**PROBLEM REQUIREMENTS**: Express the part that opens with the line containing "Exercise. Mark the foreground" and closes with the line containing "Exercise. Mark the white steam" as a JSON list of strings, one string per line, leaving out blank lines.

**** DATA FOR PROCESSING ****

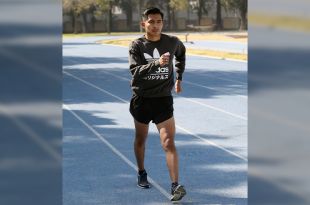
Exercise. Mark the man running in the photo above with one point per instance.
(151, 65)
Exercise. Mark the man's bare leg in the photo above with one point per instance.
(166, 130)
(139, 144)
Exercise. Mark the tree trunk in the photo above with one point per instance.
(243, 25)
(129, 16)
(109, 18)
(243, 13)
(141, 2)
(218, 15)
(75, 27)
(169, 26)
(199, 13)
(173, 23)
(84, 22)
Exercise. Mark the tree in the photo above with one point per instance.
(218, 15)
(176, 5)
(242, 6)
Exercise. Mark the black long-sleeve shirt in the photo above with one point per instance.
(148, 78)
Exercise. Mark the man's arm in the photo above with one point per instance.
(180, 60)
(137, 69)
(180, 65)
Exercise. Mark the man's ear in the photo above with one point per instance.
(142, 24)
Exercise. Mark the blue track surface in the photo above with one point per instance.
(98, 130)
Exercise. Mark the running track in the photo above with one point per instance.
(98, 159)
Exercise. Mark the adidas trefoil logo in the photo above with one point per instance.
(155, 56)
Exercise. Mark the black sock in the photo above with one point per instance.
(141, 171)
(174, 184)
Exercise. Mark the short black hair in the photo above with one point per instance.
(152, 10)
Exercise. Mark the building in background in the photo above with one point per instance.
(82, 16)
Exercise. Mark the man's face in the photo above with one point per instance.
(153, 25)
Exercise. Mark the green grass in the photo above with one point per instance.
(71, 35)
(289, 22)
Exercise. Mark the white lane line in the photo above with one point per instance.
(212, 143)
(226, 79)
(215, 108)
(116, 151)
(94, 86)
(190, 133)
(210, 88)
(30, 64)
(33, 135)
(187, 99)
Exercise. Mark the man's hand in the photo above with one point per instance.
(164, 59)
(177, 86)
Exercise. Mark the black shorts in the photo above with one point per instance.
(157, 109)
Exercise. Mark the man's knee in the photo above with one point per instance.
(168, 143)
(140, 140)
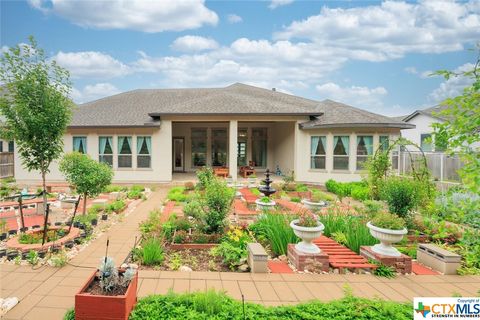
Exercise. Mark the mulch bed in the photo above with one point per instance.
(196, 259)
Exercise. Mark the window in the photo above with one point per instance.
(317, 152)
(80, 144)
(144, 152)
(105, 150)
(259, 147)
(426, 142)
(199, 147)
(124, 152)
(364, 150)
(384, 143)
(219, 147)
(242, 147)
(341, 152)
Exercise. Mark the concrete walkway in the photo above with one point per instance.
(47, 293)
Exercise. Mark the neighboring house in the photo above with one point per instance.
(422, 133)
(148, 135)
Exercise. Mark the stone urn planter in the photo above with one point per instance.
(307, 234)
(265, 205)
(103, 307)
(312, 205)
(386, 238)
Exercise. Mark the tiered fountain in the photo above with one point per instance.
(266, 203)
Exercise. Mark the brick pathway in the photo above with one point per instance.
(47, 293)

****
**** DATA FOR PROCESSING ****

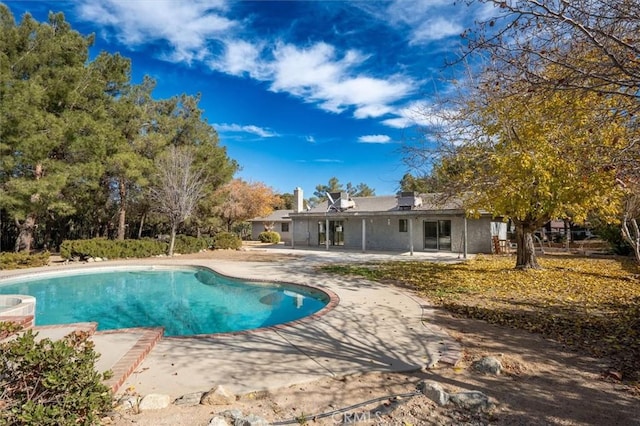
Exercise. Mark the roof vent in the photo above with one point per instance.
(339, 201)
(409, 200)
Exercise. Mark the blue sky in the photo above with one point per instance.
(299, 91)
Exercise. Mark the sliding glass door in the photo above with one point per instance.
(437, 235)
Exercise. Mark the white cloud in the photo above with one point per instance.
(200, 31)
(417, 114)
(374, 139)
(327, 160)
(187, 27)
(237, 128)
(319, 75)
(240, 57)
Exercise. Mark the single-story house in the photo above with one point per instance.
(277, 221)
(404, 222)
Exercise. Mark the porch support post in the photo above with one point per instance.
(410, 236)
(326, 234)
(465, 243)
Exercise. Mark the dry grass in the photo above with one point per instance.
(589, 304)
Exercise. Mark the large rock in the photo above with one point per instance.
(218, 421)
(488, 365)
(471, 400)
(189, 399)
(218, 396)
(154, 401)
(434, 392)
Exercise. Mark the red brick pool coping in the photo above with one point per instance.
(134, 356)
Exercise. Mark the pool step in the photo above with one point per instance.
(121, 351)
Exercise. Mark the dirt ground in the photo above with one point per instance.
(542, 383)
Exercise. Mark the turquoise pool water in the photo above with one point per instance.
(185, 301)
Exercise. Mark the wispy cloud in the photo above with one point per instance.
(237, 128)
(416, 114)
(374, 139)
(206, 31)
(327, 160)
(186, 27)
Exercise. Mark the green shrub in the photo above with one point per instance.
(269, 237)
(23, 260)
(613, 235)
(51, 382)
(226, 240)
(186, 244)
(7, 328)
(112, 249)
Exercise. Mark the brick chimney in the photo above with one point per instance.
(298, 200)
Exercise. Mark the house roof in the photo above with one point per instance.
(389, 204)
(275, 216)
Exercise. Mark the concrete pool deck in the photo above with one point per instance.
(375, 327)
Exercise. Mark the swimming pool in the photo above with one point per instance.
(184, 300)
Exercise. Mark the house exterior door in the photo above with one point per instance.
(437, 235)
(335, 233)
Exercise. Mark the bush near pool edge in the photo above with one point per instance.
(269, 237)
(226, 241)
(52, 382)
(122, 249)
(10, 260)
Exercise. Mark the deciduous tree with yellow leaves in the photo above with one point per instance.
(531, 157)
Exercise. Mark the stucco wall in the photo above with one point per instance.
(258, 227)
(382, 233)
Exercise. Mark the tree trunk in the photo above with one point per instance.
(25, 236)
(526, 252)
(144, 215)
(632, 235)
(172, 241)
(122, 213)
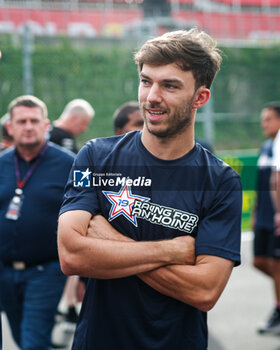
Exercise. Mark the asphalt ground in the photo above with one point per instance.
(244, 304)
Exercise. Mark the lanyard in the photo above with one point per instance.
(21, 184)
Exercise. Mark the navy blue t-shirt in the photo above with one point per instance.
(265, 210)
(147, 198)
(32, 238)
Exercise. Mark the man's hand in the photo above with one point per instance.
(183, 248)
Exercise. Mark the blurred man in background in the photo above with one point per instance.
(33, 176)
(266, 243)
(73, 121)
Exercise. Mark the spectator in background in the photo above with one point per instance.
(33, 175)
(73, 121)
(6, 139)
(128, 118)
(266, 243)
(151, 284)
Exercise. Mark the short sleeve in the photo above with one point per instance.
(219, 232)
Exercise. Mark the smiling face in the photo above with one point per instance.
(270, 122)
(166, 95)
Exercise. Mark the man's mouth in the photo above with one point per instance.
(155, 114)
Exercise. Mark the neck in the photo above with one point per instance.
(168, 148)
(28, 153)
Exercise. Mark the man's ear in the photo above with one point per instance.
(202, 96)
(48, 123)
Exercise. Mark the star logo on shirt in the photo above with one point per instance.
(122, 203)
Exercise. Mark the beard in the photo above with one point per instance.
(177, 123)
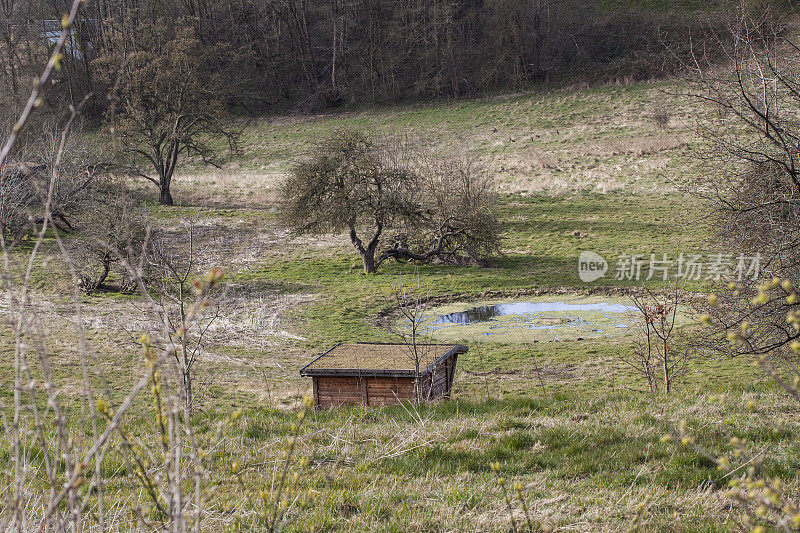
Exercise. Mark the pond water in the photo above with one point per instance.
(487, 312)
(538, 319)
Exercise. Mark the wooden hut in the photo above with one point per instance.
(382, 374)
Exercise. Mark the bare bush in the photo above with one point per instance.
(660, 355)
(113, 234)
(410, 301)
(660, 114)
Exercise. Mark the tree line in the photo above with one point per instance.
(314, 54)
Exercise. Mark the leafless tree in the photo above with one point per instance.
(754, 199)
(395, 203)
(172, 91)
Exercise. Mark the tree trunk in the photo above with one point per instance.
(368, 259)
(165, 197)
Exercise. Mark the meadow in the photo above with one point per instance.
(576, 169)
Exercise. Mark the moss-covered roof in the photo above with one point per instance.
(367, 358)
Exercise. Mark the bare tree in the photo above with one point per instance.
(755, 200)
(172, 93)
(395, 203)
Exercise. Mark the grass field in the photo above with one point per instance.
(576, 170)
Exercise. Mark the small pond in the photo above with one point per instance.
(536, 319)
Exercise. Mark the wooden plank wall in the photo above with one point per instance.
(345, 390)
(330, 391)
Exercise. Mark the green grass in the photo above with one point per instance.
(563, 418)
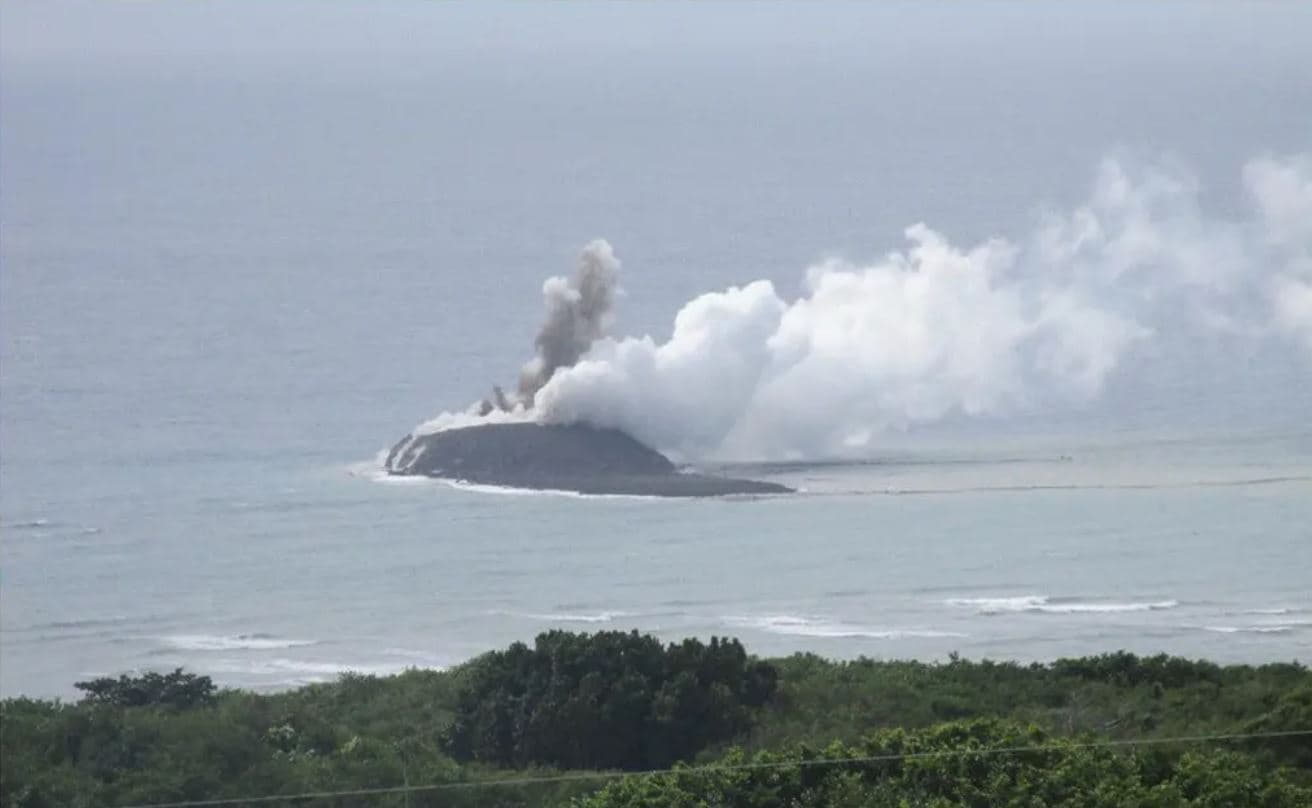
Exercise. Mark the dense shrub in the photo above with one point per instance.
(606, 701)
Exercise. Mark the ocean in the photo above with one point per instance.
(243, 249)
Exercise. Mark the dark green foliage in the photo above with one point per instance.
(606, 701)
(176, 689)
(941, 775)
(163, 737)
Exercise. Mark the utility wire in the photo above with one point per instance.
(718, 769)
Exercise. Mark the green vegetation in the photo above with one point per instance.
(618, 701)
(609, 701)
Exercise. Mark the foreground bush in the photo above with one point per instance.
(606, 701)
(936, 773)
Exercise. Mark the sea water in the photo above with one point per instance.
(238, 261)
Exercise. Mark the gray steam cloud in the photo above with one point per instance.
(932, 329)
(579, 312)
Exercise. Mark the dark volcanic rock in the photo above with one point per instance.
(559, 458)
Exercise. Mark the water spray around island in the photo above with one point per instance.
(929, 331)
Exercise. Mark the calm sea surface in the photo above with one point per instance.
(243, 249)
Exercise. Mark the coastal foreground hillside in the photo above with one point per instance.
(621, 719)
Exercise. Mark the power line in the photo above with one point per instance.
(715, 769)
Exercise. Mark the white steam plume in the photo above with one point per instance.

****

**RESPONSE TO THIS TASK**:
[
  "Exercise. Mark the foreground bush in the photo above with one point per instance.",
  "(606, 701)",
  "(936, 773)",
  "Exercise. Mark the sea water in the photo above with one point per instance.",
  "(238, 261)",
  "Exercise. Mark the gray steam cloud in the photo above with one point per instance.",
  "(932, 329)",
  "(579, 312)",
  "Exercise. Mark the dark volcanic rock in the photo above with one point per instance.",
  "(559, 458)",
  "Exercise. Mark the water spray around island in the photo above with one point per instance.",
  "(929, 331)",
  "Exercise. Mark the calm sea surface in the photo above with one point per instance.",
  "(243, 249)",
  "Exercise. Mark the coastal foreground hillside in the photo above with one point per instance.",
  "(621, 719)",
  "Exercise. Mark the power line in the photo above with one point per instance.",
  "(715, 769)",
  "Exercise. Mark the white steam plume in the photo above with one point per instance."
]